Exercices à réaliser:
1/ Répondez d'après l'article sur la conférence Humanoids à Nancy :
(a) À quelles dates Nancy a-t-elle accueilli la conférence ?
(b) Combien de participants l'événement a-t-il réunis ?
(c) Qui est l'organisatrice de l'événement ?
2/ Recopiez un passage de l'article sur la conférence Humanoids à Nancy, en commençant aux mots « Des robots par » et en vous arrêtant après « fait le déplacement. ».

Texte extrait:
L’avenir de la robotique humanoïde s’écrit à Nancy
La robotique humanoïde est en ébullition. Avec les avancées spectaculaires de l'intelligence artificielle ces dernières années, notamment l'émergence des grands modèles génératifs multi-tâches, les robots commencent à rêver d'autonomie. C'est dans ce contexte effervescent que Nancy a accueilli du 22 au 24 novembre la 23e édition de la conférence Humanoids, LE grand raout annuel de la robotique humanoïde. Avec plus de 700 participants et une trentaine de démos, l'événement a battu des records d'affluence, tant humaine que robotique. Pourtant, les stars de la Silicon Valley, très médiatisées mais controversées, ont brillé par leur absence.
Des robots par dizaines, mais pas d'Optimus ni d'Atlas
Organisatrice de l'événement, Serena Ivaldi, chercheuse en robotique humanoïde à Inria, se félicite de voir enfin les industriels s'intéresser à ces machines longtemps considérées comme de coûteux prototypes. Outre la conférence académique, l'ouverture au grand public et les compétitions comme Eurobin ont contribué à rassembler un nombre inédit de robots, des humanoïdes bipèdes aux quadrupèdes en passant par des modèles à roues. Des acteurs chinois comme Unitree ou Booster Robotics ont notamment fait le déplacement.

Données de localisation de points
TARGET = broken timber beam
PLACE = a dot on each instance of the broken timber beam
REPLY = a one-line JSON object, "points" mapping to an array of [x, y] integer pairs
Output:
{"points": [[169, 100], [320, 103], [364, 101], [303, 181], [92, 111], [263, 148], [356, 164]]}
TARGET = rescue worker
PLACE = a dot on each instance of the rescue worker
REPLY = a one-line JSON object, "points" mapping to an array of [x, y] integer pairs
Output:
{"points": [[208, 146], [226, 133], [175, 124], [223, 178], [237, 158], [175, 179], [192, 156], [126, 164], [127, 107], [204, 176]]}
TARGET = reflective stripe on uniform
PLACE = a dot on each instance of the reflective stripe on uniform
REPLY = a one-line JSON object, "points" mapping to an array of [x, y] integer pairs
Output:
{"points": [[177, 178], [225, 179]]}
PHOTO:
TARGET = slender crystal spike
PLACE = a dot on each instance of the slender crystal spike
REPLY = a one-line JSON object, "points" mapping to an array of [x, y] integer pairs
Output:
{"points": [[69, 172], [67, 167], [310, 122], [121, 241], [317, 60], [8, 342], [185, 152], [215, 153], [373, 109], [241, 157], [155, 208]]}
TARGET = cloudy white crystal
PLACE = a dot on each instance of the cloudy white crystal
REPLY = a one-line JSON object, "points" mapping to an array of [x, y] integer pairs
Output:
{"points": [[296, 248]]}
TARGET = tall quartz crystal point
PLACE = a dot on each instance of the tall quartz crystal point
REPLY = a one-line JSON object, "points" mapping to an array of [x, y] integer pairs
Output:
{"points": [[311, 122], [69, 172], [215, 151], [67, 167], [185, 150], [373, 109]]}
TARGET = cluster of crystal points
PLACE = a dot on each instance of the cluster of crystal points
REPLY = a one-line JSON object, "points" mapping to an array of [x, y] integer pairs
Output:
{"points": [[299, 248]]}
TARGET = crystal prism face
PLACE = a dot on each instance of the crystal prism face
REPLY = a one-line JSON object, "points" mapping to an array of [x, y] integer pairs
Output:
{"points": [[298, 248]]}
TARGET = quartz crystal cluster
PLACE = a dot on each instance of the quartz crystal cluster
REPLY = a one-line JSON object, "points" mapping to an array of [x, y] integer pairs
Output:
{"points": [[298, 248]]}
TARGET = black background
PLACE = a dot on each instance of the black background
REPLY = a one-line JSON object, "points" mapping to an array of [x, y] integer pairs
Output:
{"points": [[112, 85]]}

Corrigé:
1/
(a) Du 22 au 24 novembre.
(b) Plus de 700 participants.
(c) Serena Ivaldi, chercheuse en robotique humanoïde à Inria.

2/
Des robots par dizaines, mais pas d'Optimus ni d'Atlas
Organisatrice de l'événement, Serena Ivaldi, chercheuse en robotique humanoïde à Inria, se félicite de voir enfin les industriels s'intéresser à ces machines longtemps considérées comme de coûteux prototypes. Outre la conférence académique, l'ouverture au grand public et les compétitions comme Eurobin ont contribué à rassembler un nombre inédit de robots, des humanoïdes bipèdes aux quadrupèdes en passant par des modèles à roues. Des acteurs chinois comme Unitree ou Booster Robotics ont notamment fait le déplacement.